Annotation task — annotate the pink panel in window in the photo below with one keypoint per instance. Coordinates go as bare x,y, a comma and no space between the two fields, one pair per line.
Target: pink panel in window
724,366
--
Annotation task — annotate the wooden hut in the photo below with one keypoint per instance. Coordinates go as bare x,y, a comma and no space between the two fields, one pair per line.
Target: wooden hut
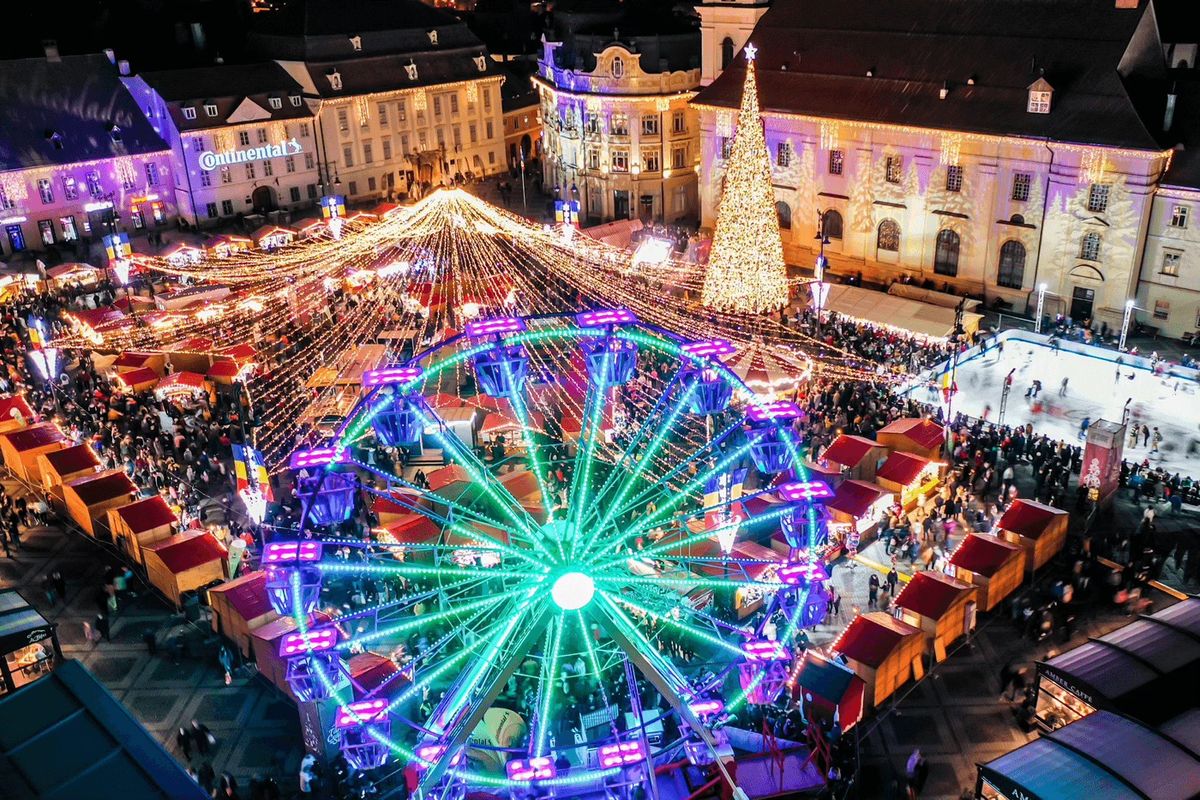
==
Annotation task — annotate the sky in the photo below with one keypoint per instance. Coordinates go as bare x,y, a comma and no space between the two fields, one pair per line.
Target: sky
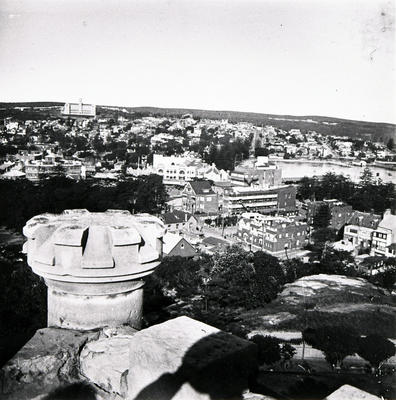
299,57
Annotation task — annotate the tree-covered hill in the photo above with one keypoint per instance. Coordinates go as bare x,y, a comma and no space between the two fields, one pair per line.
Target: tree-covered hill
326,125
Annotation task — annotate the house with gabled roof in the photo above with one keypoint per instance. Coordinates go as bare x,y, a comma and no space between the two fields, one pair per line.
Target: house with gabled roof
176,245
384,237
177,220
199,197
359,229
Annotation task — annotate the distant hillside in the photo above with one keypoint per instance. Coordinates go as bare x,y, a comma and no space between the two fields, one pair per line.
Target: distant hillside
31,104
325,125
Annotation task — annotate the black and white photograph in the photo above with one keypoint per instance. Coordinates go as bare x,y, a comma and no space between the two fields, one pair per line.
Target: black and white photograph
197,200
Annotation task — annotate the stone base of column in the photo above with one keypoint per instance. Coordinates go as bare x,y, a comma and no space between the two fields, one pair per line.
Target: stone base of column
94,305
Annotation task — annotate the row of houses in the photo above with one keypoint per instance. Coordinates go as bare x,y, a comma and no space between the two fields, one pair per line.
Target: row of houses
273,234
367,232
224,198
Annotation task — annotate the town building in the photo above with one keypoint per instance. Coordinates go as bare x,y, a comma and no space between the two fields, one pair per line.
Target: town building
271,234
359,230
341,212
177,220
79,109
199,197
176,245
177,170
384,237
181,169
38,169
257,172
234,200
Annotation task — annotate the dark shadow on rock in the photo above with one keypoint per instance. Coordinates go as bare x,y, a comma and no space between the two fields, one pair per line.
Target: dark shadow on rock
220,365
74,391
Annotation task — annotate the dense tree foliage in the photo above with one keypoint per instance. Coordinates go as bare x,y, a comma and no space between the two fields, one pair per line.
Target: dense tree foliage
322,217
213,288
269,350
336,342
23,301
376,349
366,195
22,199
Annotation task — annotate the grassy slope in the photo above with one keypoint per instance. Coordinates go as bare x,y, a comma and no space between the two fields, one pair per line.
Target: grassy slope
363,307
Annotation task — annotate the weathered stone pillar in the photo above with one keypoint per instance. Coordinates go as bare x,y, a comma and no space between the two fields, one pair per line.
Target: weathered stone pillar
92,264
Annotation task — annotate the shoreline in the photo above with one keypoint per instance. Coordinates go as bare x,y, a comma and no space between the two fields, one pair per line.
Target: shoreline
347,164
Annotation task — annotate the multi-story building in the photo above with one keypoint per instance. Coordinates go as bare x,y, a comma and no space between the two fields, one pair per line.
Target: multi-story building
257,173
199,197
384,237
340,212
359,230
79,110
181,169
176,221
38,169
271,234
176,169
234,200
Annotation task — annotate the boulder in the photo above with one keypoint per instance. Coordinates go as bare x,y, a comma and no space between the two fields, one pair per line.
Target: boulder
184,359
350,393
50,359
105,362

» THE REQUEST
Copy out word for word the lines starting with the line containing "Annotation task — annotate the wooden" and going on through the line containing "Target: wooden hut", both included.

» EXERCISE SOLUTION
Annotation task — annotate the wooden hut in the photo below with one keypoint per instance. Coordinates go as bare x,y, a comma and no space between the two fields, one pair per line.
Target: wooden hut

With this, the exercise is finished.